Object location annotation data
■ ■ ■ ■ ■
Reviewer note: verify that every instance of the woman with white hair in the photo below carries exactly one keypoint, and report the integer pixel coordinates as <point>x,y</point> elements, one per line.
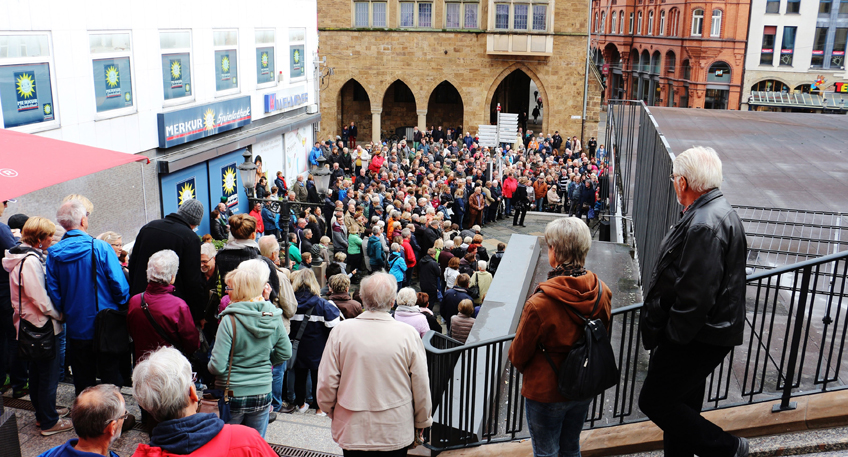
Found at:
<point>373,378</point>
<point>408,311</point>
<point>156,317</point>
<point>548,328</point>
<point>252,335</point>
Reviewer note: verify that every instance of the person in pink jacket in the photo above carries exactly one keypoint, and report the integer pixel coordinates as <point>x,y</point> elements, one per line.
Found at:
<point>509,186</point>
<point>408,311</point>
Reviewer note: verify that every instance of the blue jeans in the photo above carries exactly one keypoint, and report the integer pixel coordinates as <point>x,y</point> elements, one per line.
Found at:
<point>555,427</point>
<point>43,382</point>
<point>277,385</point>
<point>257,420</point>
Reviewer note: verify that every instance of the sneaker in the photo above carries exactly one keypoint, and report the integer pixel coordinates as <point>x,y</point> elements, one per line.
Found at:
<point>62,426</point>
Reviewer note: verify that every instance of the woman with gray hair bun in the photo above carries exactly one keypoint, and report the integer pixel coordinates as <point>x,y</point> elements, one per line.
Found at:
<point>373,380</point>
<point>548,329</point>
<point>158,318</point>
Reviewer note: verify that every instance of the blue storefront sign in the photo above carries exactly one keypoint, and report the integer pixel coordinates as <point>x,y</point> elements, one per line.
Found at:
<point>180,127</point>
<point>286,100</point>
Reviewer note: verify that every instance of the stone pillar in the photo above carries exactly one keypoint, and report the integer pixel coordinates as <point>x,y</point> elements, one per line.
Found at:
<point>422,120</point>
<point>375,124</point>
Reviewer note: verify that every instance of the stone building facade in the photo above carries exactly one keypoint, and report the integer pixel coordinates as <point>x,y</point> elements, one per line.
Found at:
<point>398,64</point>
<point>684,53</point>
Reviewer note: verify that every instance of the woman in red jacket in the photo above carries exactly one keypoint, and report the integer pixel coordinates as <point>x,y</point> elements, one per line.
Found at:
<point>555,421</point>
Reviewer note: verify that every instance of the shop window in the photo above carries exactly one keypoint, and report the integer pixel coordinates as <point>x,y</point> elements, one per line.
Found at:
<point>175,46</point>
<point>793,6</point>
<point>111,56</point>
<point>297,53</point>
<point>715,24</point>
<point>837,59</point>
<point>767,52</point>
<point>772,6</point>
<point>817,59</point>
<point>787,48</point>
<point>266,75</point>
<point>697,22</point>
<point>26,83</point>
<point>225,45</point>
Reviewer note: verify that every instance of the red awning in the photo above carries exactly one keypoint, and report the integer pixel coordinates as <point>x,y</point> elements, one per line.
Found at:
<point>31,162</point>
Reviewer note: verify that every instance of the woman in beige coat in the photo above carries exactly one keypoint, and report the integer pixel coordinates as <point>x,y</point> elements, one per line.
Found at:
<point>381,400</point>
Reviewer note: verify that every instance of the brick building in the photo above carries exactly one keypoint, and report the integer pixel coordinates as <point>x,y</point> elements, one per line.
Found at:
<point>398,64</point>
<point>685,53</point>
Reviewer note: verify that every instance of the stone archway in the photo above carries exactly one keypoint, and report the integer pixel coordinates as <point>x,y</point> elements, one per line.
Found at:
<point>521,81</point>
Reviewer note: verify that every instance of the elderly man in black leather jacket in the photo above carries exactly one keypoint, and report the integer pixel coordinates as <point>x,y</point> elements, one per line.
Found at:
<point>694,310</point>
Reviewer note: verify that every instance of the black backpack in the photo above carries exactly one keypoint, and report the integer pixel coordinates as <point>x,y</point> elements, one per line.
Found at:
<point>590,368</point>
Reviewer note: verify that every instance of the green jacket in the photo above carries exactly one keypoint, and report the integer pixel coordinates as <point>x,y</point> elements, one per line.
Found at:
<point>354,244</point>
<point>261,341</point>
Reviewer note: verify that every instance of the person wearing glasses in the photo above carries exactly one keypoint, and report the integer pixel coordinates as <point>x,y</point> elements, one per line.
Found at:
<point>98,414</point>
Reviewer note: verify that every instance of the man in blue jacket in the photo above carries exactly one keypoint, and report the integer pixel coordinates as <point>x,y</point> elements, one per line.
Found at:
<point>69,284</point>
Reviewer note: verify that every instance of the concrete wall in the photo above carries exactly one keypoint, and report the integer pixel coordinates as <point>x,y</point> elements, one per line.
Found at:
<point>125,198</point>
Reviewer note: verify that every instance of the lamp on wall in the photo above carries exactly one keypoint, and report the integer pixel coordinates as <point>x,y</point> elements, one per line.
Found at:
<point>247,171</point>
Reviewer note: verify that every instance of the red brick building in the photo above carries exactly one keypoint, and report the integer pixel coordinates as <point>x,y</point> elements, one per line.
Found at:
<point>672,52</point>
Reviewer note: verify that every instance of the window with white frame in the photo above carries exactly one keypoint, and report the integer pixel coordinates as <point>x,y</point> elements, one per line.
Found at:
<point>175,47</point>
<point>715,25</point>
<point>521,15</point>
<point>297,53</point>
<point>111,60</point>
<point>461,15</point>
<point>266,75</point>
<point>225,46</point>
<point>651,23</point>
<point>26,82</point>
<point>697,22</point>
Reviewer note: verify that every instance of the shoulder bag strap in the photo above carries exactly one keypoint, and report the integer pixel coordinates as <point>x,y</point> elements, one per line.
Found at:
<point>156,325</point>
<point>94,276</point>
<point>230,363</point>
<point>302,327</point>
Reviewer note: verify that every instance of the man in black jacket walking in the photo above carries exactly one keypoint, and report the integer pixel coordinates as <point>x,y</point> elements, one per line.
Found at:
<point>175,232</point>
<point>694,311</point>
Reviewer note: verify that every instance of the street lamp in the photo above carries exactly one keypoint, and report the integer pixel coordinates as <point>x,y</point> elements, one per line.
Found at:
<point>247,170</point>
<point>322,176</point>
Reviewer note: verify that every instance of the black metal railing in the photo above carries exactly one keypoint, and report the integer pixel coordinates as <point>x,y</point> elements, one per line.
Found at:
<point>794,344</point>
■ ■ ■ ■ ■
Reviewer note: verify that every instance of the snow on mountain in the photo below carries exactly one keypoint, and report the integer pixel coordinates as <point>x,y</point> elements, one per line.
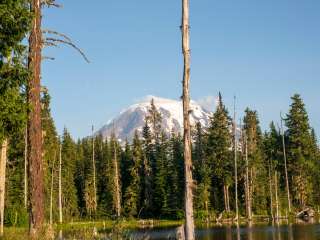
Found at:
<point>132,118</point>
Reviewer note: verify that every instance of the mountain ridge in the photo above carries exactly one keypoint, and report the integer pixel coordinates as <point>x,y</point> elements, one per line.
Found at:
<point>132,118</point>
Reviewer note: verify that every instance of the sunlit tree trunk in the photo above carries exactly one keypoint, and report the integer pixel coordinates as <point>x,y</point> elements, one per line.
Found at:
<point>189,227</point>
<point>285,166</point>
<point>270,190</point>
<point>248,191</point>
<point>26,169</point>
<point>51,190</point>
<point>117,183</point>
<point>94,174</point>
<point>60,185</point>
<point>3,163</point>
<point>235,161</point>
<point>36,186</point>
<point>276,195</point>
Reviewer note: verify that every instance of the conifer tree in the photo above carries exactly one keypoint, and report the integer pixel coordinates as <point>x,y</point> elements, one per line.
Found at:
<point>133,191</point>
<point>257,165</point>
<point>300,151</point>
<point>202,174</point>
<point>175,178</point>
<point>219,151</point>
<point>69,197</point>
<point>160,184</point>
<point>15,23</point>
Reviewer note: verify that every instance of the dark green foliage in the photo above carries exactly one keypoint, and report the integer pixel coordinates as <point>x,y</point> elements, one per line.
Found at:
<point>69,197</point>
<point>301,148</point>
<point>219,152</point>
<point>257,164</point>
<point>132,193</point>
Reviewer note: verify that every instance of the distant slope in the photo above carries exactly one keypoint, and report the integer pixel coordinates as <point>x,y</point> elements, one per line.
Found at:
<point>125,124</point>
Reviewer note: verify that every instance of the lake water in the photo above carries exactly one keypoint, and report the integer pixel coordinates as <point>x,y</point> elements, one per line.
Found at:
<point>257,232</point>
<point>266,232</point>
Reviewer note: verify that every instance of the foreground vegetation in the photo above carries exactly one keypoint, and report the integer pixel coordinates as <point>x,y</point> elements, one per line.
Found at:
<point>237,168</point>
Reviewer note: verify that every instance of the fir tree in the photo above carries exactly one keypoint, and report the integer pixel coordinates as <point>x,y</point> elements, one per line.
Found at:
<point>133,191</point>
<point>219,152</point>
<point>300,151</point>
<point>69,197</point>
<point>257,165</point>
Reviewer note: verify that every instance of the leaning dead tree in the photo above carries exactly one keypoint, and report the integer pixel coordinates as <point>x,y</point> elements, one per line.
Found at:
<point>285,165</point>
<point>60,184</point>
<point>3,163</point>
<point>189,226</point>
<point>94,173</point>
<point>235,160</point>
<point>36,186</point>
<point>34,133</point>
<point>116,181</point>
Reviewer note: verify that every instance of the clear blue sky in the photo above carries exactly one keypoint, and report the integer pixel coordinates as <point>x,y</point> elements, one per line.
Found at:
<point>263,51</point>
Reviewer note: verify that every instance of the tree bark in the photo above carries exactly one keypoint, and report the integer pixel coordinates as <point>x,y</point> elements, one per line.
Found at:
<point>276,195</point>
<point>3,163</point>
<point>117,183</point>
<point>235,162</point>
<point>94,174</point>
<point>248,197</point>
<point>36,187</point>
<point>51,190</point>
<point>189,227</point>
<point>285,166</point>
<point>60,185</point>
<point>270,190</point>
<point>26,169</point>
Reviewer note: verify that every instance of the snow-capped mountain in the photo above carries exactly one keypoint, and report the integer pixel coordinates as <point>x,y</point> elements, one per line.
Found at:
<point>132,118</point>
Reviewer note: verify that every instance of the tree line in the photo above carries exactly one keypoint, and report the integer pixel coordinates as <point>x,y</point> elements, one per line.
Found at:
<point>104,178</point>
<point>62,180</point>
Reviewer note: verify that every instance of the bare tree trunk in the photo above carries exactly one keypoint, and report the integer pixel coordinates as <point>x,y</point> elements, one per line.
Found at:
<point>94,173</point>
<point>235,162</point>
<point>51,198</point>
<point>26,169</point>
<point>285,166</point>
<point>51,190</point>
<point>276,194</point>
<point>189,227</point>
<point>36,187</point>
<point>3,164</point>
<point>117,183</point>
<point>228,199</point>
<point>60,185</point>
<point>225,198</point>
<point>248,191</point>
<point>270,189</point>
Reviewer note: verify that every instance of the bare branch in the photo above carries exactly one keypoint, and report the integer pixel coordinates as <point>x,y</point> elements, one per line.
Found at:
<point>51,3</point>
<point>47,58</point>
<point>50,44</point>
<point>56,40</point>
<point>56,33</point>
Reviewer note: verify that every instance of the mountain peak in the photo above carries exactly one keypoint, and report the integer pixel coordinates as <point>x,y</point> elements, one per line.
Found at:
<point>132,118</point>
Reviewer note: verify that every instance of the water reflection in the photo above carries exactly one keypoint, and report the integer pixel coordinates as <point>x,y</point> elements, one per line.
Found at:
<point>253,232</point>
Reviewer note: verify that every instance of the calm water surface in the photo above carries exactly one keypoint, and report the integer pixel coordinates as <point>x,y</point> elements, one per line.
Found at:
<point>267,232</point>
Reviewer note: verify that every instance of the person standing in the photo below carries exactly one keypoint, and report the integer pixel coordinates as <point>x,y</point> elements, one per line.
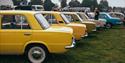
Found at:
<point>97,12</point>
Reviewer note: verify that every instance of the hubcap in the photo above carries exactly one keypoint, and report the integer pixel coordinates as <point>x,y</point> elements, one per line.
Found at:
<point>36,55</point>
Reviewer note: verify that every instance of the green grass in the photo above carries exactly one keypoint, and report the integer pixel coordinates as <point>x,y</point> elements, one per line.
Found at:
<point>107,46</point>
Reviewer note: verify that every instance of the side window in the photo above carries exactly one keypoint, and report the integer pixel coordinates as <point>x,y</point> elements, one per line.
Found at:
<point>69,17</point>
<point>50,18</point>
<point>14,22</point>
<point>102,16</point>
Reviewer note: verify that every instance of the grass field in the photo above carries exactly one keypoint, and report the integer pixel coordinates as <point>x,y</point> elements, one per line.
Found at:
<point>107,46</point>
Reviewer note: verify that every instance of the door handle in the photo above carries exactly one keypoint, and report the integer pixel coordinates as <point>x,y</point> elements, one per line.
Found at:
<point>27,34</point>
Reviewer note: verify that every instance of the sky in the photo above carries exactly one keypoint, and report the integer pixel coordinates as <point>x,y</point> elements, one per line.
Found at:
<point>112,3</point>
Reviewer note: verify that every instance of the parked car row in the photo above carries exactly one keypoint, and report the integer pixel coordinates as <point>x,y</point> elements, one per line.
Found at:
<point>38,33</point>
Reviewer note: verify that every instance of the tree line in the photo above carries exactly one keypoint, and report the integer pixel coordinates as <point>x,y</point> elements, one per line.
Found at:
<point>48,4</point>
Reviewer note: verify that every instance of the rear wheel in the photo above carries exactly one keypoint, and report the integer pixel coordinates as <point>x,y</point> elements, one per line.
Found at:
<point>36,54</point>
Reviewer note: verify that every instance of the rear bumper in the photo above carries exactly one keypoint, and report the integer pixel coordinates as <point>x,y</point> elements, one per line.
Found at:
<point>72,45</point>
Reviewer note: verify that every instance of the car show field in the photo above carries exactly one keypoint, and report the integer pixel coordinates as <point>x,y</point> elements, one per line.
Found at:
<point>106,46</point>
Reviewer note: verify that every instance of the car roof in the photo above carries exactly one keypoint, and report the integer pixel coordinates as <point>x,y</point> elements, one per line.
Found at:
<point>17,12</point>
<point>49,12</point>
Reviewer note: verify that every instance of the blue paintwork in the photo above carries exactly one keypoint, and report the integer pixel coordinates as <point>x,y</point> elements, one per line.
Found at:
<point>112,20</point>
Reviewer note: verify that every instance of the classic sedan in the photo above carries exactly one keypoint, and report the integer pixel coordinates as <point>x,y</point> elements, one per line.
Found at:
■ ■ ■ ■ ■
Can you rewrite the records from the line that has "Reviewer note: verify that every instance of the door" through the line that has "<point>112,3</point>", changing "keypoint" to "marker" and leaving everything else the same?

### Response
Reviewer note: verify that every instance of the door handle in the photo above carries exactly one marker, and report the integer pixel coordinates as <point>x,y</point> elements, one per line.
Found at:
<point>27,34</point>
Reviewer note: verify that every instance of the sky in the photo above carries exactly one marker, and report the integer pixel coordinates as <point>x,y</point> elements, one per line.
Found at:
<point>112,3</point>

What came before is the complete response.